# Selected excerpt
◇ ◇ ◇ ◇ ◇

Mommy, why?

My Mom almost never left me wondering.

Yes, I was baffled by her tears from time to time, puzzled by her scheduling, and periodically frustrated by the “How’s your love life?” inquiry, but that’s par for the course. All children have imperfect Moms who love their imperfect children. But what set my Mom apart was her passion for understanding. She studied; she watched; she asked; she went exploring; she nosed around; she didn’t quit until she found some principle or connection for the problem or issue in her life. As a child, I knew that if Mom didn’t know, she could probably find out, and if she didn’t need to know, I didn’t either.

Mom was curious, and had seen enough of life not to believe all she heard or take everything at face value. She always wanted to see past the surface, to find the hidden things that most people wouldn’t expect to find or wouldn’t take the trouble to find. She was an intrepid explorer and adventurer of the human heart and mind, and she has inspired me to be one, too.

She was the one who helped me to understand that not everyone was confident enough to handle my blunt honesty. Thanks to her, I am far more compassionate and gentle with my words than my natural bent would make me. She was the one who helped me understand the motives of others that were foreign to me, the invisible motives that drove visible behavior. She trained me to notice and connect needs to actions and words, and this understanding has served me well many times in my life.

◇ ◇ ◇ ◇ ◇

# Records for the task
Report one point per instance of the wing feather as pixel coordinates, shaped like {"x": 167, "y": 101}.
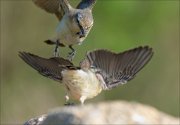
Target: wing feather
{"x": 50, "y": 68}
{"x": 119, "y": 68}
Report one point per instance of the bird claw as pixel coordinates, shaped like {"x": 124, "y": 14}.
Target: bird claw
{"x": 69, "y": 104}
{"x": 71, "y": 55}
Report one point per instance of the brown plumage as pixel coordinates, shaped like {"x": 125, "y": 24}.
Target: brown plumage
{"x": 100, "y": 70}
{"x": 74, "y": 23}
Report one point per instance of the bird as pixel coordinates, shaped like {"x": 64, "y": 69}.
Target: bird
{"x": 74, "y": 23}
{"x": 99, "y": 70}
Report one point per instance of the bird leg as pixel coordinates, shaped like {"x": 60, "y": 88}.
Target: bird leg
{"x": 67, "y": 101}
{"x": 71, "y": 54}
{"x": 56, "y": 50}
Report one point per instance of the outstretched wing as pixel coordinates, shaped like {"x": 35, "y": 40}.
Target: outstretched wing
{"x": 119, "y": 68}
{"x": 50, "y": 68}
{"x": 51, "y": 6}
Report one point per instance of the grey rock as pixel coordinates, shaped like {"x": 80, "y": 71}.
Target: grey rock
{"x": 118, "y": 112}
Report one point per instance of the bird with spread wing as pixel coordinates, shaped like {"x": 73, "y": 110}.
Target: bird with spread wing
{"x": 74, "y": 23}
{"x": 99, "y": 70}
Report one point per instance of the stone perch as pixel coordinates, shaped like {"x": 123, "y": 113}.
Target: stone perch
{"x": 117, "y": 112}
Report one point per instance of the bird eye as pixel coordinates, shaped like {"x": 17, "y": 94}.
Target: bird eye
{"x": 78, "y": 33}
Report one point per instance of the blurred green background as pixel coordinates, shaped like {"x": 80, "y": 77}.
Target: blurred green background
{"x": 119, "y": 25}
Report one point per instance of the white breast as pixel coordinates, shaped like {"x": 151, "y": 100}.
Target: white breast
{"x": 66, "y": 32}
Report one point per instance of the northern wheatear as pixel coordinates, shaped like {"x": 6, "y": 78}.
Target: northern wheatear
{"x": 100, "y": 70}
{"x": 74, "y": 23}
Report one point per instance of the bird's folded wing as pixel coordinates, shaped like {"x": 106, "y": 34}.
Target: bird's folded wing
{"x": 50, "y": 68}
{"x": 86, "y": 4}
{"x": 119, "y": 68}
{"x": 51, "y": 6}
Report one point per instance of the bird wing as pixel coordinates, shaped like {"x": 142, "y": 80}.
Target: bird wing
{"x": 117, "y": 69}
{"x": 86, "y": 4}
{"x": 51, "y": 6}
{"x": 50, "y": 68}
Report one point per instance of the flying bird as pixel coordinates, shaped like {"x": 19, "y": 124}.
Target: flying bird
{"x": 99, "y": 70}
{"x": 74, "y": 23}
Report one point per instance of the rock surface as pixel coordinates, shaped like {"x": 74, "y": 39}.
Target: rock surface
{"x": 118, "y": 112}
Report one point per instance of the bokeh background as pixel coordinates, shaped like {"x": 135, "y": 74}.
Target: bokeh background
{"x": 119, "y": 25}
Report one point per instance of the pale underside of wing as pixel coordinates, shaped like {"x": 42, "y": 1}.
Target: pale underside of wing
{"x": 50, "y": 68}
{"x": 51, "y": 6}
{"x": 117, "y": 69}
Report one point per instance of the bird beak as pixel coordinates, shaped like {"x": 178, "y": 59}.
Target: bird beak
{"x": 82, "y": 33}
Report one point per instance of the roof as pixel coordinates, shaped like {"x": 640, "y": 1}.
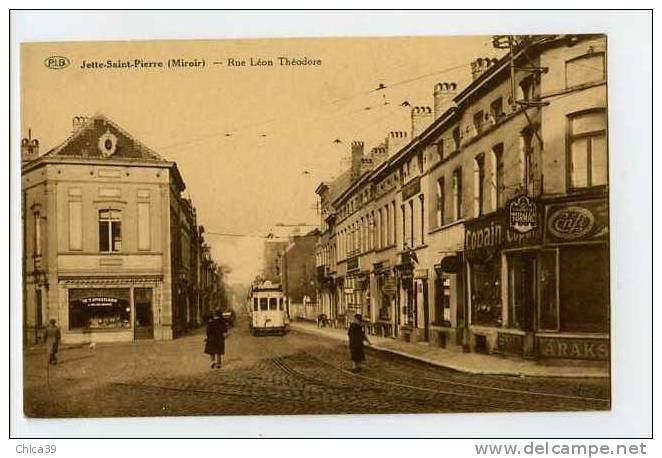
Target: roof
{"x": 85, "y": 142}
{"x": 339, "y": 185}
{"x": 101, "y": 139}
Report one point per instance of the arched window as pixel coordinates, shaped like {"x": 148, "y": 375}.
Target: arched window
{"x": 110, "y": 231}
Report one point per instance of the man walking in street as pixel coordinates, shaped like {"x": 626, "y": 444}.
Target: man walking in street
{"x": 357, "y": 336}
{"x": 215, "y": 342}
{"x": 52, "y": 337}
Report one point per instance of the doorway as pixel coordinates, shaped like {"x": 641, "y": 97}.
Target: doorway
{"x": 521, "y": 291}
{"x": 144, "y": 320}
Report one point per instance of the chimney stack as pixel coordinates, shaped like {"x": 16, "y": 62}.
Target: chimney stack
{"x": 481, "y": 65}
{"x": 443, "y": 97}
{"x": 421, "y": 118}
{"x": 29, "y": 148}
{"x": 394, "y": 141}
{"x": 77, "y": 123}
{"x": 379, "y": 154}
{"x": 357, "y": 160}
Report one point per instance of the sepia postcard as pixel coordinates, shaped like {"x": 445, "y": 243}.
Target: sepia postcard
{"x": 354, "y": 225}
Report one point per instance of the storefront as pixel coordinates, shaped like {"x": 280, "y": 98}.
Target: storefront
{"x": 447, "y": 305}
{"x": 575, "y": 315}
{"x": 384, "y": 297}
{"x": 408, "y": 315}
{"x": 107, "y": 311}
{"x": 502, "y": 251}
{"x": 539, "y": 287}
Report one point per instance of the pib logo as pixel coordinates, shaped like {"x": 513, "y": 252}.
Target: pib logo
{"x": 56, "y": 62}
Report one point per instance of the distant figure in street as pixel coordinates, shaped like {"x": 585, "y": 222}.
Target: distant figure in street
{"x": 357, "y": 336}
{"x": 215, "y": 341}
{"x": 52, "y": 340}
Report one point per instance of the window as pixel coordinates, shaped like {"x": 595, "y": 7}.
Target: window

◇ ◇ ◇ ◇ ◇

# Exercises to complete
1. Turn everything in the rows from the line containing "Report one point per instance of the bird beak" down to the last row into a Markdown table with the columns Row and Line, numbering each line and skipping blank ones. Leave the pictures out.
2. Carry the essay about the writer's mother forward from its last sentence.
The essay and the rows have no connection to each other.

# Answers given
1.
| Row | Line |
|---|---|
| 1 | Report one point per instance of the bird beak as pixel coordinates, shaped like {"x": 178, "y": 59}. |
| 2 | Target: bird beak |
| 3 | {"x": 82, "y": 33} |
| 4 | Report one point per instance of the roof as pixel coordinates, shaped like {"x": 640, "y": 1}. |
| 5 | Target: roof |
| 6 | {"x": 85, "y": 142} |
| 7 | {"x": 339, "y": 185} |
| 8 | {"x": 101, "y": 139} |
| 9 | Report one point per instance of the arched window as pixel coordinates, shaped like {"x": 148, "y": 375}. |
| 10 | Target: arched window |
| 11 | {"x": 110, "y": 231} |
| 12 | Report one point per instance of the man walking in street as pixel coordinates, shaped like {"x": 626, "y": 444}. |
| 13 | Target: man walking in street |
| 14 | {"x": 357, "y": 336} |
| 15 | {"x": 215, "y": 342} |
| 16 | {"x": 52, "y": 337} |
| 17 | Report one point per instance of the doorway as pixel coordinates, shaped like {"x": 641, "y": 97}. |
| 18 | Target: doorway |
| 19 | {"x": 521, "y": 291} |
| 20 | {"x": 144, "y": 320} |
| 21 | Report one point per instance of the chimney stack as pixel coordinates, shaped like {"x": 16, "y": 62}. |
| 22 | Target: chimney stack |
| 23 | {"x": 481, "y": 65} |
| 24 | {"x": 443, "y": 97} |
| 25 | {"x": 421, "y": 118} |
| 26 | {"x": 29, "y": 148} |
| 27 | {"x": 394, "y": 141} |
| 28 | {"x": 77, "y": 123} |
| 29 | {"x": 379, "y": 154} |
| 30 | {"x": 357, "y": 160} |
| 31 | Report one point per instance of the sepia postcard as pixel coordinates, shaped like {"x": 445, "y": 243}. |
| 32 | Target: sepia postcard |
| 33 | {"x": 354, "y": 225} |
| 34 | Report one point per instance of the storefront as pixel coordinates, shaped like {"x": 280, "y": 98}. |
| 35 | Target: storefront |
| 36 | {"x": 447, "y": 305} |
| 37 | {"x": 575, "y": 315} |
| 38 | {"x": 384, "y": 297} |
| 39 | {"x": 408, "y": 315} |
| 40 | {"x": 107, "y": 311} |
| 41 | {"x": 502, "y": 251} |
| 42 | {"x": 539, "y": 287} |
| 43 | Report one point per instance of the pib logo as pixel coordinates, shaped like {"x": 513, "y": 252}. |
| 44 | Target: pib logo |
| 45 | {"x": 56, "y": 62} |
| 46 | Report one point per instance of the distant figure in street as pixel coordinates, shaped like {"x": 585, "y": 222}. |
| 47 | Target: distant figure in street |
| 48 | {"x": 357, "y": 336} |
| 49 | {"x": 215, "y": 341} |
| 50 | {"x": 52, "y": 340} |
| 51 | Report one point per instance of the window as pixel coordinates, shaped like {"x": 595, "y": 7}. |
| 52 | Target: window |

2.
Mom seemed to sense that I needed to make sense of life, and she always had a direction for my mental energy and questions. I’m sure there were times she wondered why I wanted to know, or what business was it of mine, or why I couldn’t just let it go. But while she didn’t squelch my passion for understanding, she also didn’t let it get out of control. She knew there were limits, both natural and necessary, and she helped me accept them gently as I grew. To this day, the conversations I have in my head as I sort through life are guided by her words from years ago.

Her help has been especially valuable to me in my socially oriented field of education. I have learned from her not only how to communicate, but also when to communicate, and why. Everyone doesn’t need to know everything about everything, and I have my Mother to thank for understanding discretion and the refusal to divulge what would only cause more distress.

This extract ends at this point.